◆ 抽出テキスト:
>>>>

さあ、これからホラムズとワタソンの歴史と現状についての話を始めるよ。
ホラムズとワタソンの名前を知っている人も、知らない人も、よっといで!!

ホラムズとワタソンって誰? §
最初にこれを書いておかないと始まりませんね。技術解説原稿に親しみを持たせるために「きたあきら」(川俣晶がかつて使用していたペンネームの1つ)によって生み出されたキャラクターです。そして、現在もなおしばしば登場する機会があります。
これと良く似た名前の有名な名探偵と助手がいますが、彼らを気取っているわけではなく、洒落で名乗っている現代の日本人に過ぎません。基本的に、ホラムズとワタソンは、パソコン通信で使用していたハンドルネームです。(このキャラクターが生まれた頃は、まだインターネットの時代ではありません)
なぜ、今ここでホラムズとワタソンなのか §
なぜ、今ここでホラムズとワタソンのことを語らねばならないのか、というと、その理由は3つあります。1つは一般論、1つ特定の出来事、最後の1つはささやかなる営業的なものです。

<<<<

◆ 提供資料:
>>>>

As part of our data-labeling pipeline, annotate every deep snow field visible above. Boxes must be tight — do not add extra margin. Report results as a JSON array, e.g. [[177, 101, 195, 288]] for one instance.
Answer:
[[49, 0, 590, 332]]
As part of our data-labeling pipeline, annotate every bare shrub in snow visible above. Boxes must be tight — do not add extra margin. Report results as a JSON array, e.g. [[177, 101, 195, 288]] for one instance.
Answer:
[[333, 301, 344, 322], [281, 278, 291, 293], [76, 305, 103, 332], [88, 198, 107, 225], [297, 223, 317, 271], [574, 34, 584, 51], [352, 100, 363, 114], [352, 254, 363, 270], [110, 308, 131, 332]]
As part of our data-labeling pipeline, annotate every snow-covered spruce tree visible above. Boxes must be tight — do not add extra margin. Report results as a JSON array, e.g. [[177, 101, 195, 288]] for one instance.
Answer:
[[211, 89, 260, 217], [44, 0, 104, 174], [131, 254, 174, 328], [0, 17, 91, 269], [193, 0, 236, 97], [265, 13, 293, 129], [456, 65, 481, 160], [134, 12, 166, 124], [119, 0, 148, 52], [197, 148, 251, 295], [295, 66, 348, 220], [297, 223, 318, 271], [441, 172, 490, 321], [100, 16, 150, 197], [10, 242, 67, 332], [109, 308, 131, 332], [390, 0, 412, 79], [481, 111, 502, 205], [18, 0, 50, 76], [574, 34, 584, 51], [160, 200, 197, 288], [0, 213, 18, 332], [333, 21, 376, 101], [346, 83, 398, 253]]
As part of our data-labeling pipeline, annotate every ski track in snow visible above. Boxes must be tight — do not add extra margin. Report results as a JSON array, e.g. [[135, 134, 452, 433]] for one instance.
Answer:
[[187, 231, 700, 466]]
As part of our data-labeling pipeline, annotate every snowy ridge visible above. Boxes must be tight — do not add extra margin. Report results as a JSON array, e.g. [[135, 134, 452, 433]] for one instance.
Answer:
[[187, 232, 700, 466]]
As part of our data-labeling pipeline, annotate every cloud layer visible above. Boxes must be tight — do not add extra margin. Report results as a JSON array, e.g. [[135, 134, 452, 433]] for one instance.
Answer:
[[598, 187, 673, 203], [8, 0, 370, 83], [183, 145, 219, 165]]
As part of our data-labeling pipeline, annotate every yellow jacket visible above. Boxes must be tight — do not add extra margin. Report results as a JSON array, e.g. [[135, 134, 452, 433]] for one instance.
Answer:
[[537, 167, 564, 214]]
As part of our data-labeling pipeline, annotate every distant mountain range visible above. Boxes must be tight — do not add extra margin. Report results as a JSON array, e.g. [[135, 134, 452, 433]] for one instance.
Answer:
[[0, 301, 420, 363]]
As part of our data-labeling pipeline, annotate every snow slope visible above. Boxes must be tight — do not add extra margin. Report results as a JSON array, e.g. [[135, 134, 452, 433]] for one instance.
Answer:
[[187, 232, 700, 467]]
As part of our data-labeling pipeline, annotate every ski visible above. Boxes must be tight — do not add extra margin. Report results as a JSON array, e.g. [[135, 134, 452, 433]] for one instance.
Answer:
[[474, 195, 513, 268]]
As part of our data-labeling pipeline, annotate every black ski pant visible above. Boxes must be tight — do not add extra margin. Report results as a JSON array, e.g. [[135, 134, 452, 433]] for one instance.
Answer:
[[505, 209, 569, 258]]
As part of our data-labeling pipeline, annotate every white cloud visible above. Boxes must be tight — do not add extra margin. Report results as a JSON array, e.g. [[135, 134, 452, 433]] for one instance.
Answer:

<<<<

◆ 質問内容:
a – 抽出テキストについて、次の問いに答えてください。
(i) ホラムズとワタソンを生み出したのは、どのペンネームですか。
(ii) ホラムズとワタソンは、基本的に何で使用していたハンドルネームですか。
(iii) 今ここでホラムズとワタソンのことを語る理由はいくつあると書かれていますか。
b – 抽出テキストの「ホラムズとワタソンって誰? §」から「ネットの時代ではありません)」までを、「パソコン通信」を「電子掲示板」に差し替えて書き直してください。

◆ 回答:
a –
(i) 「きたあきら」
(ii) パソコン通信
(iii) 3つ

b –
ホラムズとワタソンって誰? §
最初にこれを書いておかないと始まりませんね。技術解説原稿に親しみを持たせるために「きたあきら」(川俣晶がかつて使用していたペンネームの1つ)によって生み出されたキャラクターです。そして、現在もなおしばしば登場する機会があります。
これと良く似た名前の有名な名探偵と助手がいますが、彼らを気取っているわけではなく、洒落で名乗っている現代の日本人に過ぎません。基本的に、ホラムズとワタソンは、電子掲示板で使用していたハンドルネームです。(このキャラクターが生まれた頃は、まだインターネットの時代ではありません)